(ASSIGNMENT): Below is a listing. Quote from it, exactly, the lines from the one containing "Target: green tree" down to the one containing "Target: small castle turret", both ends included, and nothing else.

Top of PROVIDED MATERIAL

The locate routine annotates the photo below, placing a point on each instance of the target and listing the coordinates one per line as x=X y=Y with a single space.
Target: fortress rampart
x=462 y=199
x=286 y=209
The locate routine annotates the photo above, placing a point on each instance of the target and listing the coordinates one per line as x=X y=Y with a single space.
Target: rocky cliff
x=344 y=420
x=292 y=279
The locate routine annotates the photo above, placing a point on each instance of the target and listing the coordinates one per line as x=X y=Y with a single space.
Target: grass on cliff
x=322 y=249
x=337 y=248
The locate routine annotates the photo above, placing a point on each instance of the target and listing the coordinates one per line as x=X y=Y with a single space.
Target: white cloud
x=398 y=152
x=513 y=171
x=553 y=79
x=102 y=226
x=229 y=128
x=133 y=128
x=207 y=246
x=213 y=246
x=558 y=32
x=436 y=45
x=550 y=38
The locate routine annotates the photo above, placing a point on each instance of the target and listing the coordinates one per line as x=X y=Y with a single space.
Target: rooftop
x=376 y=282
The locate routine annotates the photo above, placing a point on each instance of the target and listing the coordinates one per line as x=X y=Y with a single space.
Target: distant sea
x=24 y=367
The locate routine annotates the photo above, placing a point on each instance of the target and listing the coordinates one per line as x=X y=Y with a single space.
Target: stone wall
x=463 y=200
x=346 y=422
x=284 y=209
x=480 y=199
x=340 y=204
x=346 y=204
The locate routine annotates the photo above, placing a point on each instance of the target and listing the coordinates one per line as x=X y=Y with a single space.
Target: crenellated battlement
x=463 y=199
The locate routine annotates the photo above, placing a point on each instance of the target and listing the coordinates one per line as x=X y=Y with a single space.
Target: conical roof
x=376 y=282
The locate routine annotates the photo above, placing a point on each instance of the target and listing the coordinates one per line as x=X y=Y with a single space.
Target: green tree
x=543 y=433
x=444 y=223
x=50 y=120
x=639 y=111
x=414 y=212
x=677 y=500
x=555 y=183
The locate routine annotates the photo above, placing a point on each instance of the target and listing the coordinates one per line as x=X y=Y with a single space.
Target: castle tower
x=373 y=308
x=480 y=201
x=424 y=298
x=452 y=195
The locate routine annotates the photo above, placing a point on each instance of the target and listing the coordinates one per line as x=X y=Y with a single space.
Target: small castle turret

Bottom of PROVIDED MATERIAL
Top of PROVIDED MATERIAL

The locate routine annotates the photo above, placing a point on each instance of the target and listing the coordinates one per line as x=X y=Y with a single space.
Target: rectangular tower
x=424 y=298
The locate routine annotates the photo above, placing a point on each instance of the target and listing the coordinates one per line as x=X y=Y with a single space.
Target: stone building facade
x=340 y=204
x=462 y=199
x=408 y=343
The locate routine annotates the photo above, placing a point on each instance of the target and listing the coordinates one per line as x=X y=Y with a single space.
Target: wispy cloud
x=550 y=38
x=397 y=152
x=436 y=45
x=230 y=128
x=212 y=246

Bottom of PROVIDED MATERIAL

(EXERCISE RESPONSE):
Target: green tree
x=543 y=433
x=444 y=223
x=50 y=120
x=639 y=111
x=414 y=212
x=677 y=500
x=555 y=183
The locate routine annotates the photo above, placing a point on each instance of the target and listing the coordinates one per line as x=X y=Y with a single space.
Target: castle tower
x=373 y=308
x=480 y=201
x=424 y=298
x=452 y=195
The locate routine annotates the photo above, placing a point on each instance of the target and listing the coordinates one per line as x=X y=Y with a single space.
Target: small castle turret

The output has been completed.